About this exercise >>
In the records below, find the line containing "Query: balcony railing", then reproduce that line and every one after it to the end, exactly and alone.

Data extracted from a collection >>

■ ■ ■ ■ ■ ■ ■

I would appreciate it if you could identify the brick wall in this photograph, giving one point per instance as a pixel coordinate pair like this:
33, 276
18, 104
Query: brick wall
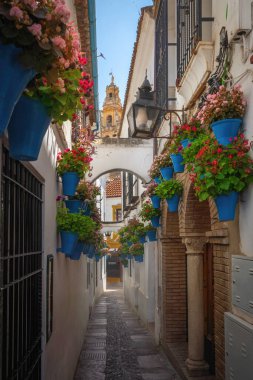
195, 218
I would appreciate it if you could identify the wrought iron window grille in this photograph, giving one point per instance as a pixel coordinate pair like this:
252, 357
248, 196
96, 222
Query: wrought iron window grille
189, 32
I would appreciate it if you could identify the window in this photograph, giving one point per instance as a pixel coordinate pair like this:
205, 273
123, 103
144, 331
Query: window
161, 55
191, 14
49, 295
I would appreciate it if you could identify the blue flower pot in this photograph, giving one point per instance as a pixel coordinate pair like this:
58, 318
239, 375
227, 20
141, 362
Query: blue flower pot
68, 242
74, 206
185, 143
226, 206
91, 255
86, 209
226, 129
157, 180
86, 248
173, 203
177, 160
155, 221
167, 172
151, 235
155, 201
70, 181
77, 251
14, 79
139, 258
26, 130
142, 239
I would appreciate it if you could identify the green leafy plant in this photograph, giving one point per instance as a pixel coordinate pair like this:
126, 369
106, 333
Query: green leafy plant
75, 160
161, 161
219, 170
129, 233
63, 95
42, 30
148, 211
87, 191
149, 227
193, 148
167, 189
190, 130
224, 104
136, 249
80, 224
150, 190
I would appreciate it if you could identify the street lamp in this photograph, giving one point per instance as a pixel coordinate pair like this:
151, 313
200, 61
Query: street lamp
143, 113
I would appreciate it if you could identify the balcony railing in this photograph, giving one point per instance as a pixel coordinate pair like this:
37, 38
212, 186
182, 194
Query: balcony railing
189, 32
191, 14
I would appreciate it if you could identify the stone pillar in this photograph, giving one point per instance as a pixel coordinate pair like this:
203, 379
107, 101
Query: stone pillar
196, 364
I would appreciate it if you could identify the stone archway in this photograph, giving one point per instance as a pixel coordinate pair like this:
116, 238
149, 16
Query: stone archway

■ ■ ■ ■ ■ ■ ■

Result >>
Query: balcony railing
189, 32
191, 14
I would appreciate it if you could identify the stone pillar in this photograph, giving one point per instance as a pixel coordinate pair like this:
203, 379
107, 101
Query: stone pillar
196, 364
I would appreciate it if you could identify the stone archway in this photograph, giving one point per instance as a pixel coordinate pair like this:
116, 238
149, 16
Query: stone archway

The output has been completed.